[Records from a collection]
>>>>
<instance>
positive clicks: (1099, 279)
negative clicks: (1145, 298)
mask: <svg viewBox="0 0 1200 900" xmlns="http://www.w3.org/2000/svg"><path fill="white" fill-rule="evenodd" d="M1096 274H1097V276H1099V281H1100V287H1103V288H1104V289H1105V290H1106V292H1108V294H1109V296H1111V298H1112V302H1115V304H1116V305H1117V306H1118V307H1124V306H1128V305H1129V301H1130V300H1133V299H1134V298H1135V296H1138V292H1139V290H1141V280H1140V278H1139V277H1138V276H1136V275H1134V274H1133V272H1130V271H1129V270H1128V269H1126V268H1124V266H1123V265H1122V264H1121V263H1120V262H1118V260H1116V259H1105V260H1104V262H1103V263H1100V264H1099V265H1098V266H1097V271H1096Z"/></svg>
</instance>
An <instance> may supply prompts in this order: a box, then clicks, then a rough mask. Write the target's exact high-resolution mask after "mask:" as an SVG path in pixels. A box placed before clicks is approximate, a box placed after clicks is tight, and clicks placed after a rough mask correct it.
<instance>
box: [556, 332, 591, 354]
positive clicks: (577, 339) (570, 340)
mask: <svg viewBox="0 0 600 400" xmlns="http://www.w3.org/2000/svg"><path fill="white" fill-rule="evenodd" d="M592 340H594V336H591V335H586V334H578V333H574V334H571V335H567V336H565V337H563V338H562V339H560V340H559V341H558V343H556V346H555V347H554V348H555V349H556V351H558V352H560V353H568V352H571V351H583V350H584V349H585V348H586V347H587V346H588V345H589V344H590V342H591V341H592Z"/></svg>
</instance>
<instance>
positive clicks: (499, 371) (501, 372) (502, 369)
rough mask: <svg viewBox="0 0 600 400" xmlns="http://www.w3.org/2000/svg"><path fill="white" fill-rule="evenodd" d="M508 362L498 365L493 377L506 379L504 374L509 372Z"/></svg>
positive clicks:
<<<<
The records above need copying. Do it exactly.

- [THE ANSWER]
<instance>
positive clicks: (1099, 279)
negative clicks: (1145, 298)
mask: <svg viewBox="0 0 1200 900" xmlns="http://www.w3.org/2000/svg"><path fill="white" fill-rule="evenodd" d="M1096 274H1097V276H1099V281H1100V287H1103V288H1104V289H1105V290H1106V292H1108V294H1109V296H1111V298H1112V302H1115V304H1116V305H1117V306H1118V307H1124V306H1128V305H1129V301H1130V300H1133V299H1134V298H1135V296H1138V292H1139V290H1141V280H1140V278H1139V277H1138V276H1136V275H1134V274H1133V272H1130V271H1129V270H1128V269H1126V268H1124V266H1123V265H1122V264H1121V263H1120V262H1118V260H1116V259H1105V260H1104V262H1103V263H1100V264H1099V265H1098V266H1097V271H1096Z"/></svg>
</instance>
An <instance> may supply prompts in this order: a box, then clicks, then a rough mask. Write the target's exact high-resolution mask after "mask:" as an SVG path in pixels. A box placed before clicks is approximate, a box placed after clicks is tight, and clicks placed after a rough mask correct it.
<instance>
box: [556, 332, 591, 354]
positive clicks: (577, 339) (570, 340)
mask: <svg viewBox="0 0 600 400" xmlns="http://www.w3.org/2000/svg"><path fill="white" fill-rule="evenodd" d="M592 340H594V336H591V335H586V334H578V333H574V334H571V335H567V336H565V337H563V338H562V339H560V340H559V341H558V343H556V346H555V347H554V348H555V349H556V351H558V352H560V353H568V352H571V351H583V350H584V349H585V348H586V347H587V346H588V345H589V344H590V342H591V341H592Z"/></svg>
</instance>
<instance>
positive clicks: (499, 371) (501, 372) (502, 369)
rough mask: <svg viewBox="0 0 600 400" xmlns="http://www.w3.org/2000/svg"><path fill="white" fill-rule="evenodd" d="M508 362L498 365L493 377L506 379L504 374L509 372Z"/></svg>
positive clicks:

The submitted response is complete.